Prompt
Output every line of the records below as a JSON list of strings, one string per line, leaving out blank lines.

Material for this task

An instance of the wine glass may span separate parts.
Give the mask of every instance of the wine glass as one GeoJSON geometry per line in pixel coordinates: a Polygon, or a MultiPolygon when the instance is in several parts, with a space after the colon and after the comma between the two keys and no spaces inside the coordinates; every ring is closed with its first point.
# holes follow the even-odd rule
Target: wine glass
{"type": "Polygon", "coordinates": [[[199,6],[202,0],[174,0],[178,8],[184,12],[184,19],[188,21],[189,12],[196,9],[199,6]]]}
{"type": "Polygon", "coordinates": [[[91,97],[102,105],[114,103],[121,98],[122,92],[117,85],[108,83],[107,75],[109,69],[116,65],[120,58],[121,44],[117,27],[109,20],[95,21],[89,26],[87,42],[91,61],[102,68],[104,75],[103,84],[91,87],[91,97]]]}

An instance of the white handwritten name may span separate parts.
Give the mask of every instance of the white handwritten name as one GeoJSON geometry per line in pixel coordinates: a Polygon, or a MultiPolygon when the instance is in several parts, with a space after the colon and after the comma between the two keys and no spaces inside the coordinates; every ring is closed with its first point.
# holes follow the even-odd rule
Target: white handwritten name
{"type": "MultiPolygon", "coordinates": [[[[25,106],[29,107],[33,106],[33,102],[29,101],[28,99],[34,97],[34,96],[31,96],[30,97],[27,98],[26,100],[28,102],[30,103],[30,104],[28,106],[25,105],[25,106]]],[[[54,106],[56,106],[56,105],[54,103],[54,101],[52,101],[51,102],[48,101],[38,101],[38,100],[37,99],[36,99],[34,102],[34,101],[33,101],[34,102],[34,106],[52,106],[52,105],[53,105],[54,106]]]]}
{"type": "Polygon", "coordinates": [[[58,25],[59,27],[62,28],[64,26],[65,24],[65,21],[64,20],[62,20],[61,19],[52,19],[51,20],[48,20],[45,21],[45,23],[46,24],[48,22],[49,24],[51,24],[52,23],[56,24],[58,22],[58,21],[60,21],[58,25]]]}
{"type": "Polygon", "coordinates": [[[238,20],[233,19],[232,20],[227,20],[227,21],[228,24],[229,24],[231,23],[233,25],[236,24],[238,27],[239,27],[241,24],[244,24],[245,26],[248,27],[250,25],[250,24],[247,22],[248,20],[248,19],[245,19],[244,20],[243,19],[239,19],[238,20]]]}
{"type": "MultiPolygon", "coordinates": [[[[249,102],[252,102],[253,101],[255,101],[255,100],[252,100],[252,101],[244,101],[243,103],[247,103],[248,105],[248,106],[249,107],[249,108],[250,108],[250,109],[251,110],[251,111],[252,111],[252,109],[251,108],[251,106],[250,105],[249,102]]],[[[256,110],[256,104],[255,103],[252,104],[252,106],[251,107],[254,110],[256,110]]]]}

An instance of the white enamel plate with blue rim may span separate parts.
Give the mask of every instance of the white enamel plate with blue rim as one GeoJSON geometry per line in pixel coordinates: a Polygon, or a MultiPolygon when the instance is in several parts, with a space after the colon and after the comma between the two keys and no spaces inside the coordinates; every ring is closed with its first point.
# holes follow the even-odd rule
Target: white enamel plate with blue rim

Output for this task
[
  "An instance of the wine glass may span separate parts.",
  "Give the mask of every instance of the wine glass as one GeoJSON geometry per line in pixel coordinates: a Polygon, or a MultiPolygon when the instance is in several parts, with a space after the colon and after the comma between the two keys and no spaces inside the coordinates; every ring is closed with its first point.",
  "# holes follow the even-odd rule",
  "Target: wine glass",
  "{\"type\": \"Polygon\", \"coordinates\": [[[199,6],[202,0],[174,0],[178,8],[184,12],[184,19],[188,21],[189,12],[196,9],[199,6]]]}",
  "{\"type\": \"Polygon\", \"coordinates\": [[[91,97],[102,105],[114,103],[121,98],[122,92],[117,85],[108,83],[107,75],[109,69],[116,65],[120,58],[121,44],[117,27],[109,20],[95,21],[89,26],[87,42],[91,61],[102,68],[104,75],[103,84],[91,87],[91,97]]]}",
  "An instance of the white handwritten name may span separate parts.",
  "Give the mask of every instance of the white handwritten name as one GeoJSON geometry per line in pixel coordinates: a Polygon, or a MultiPolygon when the instance is in several parts, with a space after the colon and after the comma between the two keys and no spaces inside the coordinates; every ring is closed with its first point.",
  "# holes follow the even-odd rule",
  "Target: white handwritten name",
  "{\"type\": \"MultiPolygon\", \"coordinates\": [[[[25,106],[29,107],[33,106],[33,102],[29,101],[28,99],[34,97],[34,96],[31,96],[30,97],[27,98],[26,100],[28,102],[30,103],[30,104],[28,106],[25,105],[25,106]]],[[[54,106],[56,106],[56,105],[54,103],[54,101],[52,101],[51,102],[48,101],[38,101],[38,100],[37,99],[36,99],[34,102],[34,101],[33,101],[34,102],[34,106],[52,106],[52,105],[53,105],[54,106]]]]}",
  "{\"type\": \"Polygon\", \"coordinates\": [[[58,25],[59,27],[62,28],[64,26],[65,24],[65,21],[64,20],[62,20],[61,19],[52,19],[51,20],[48,20],[45,21],[45,23],[46,24],[48,22],[49,24],[51,24],[52,23],[56,24],[58,22],[58,21],[60,21],[58,25]]]}",
  "{\"type\": \"Polygon\", \"coordinates\": [[[238,20],[233,19],[232,20],[227,20],[227,21],[228,24],[229,24],[231,23],[233,25],[236,24],[238,27],[239,27],[241,24],[244,24],[245,26],[248,27],[250,25],[250,24],[247,22],[248,20],[248,19],[245,19],[244,20],[243,19],[239,19],[238,20]]]}",
  "{\"type\": \"MultiPolygon\", \"coordinates\": [[[[249,102],[252,102],[253,101],[255,101],[255,100],[252,100],[252,101],[244,101],[243,103],[247,103],[248,105],[248,106],[249,107],[249,108],[250,108],[250,109],[251,110],[251,111],[252,111],[252,109],[251,108],[251,106],[250,105],[249,102]]],[[[256,110],[256,104],[255,103],[252,104],[252,106],[251,107],[254,110],[256,110]]]]}",
  "An instance of the white enamel plate with blue rim may span separate parts.",
  "Give the mask of every instance of the white enamel plate with blue rim as one GeoJSON geometry per line in pixel coordinates: a Polygon, or a MultiPolygon when the instance is in several parts, with a space after the colon and after the comma between the two keys and no spaces inside the coordinates; every ring is closed with its first point.",
  "# holes follow the even-odd rule",
  "Target: white enamel plate with blue rim"
]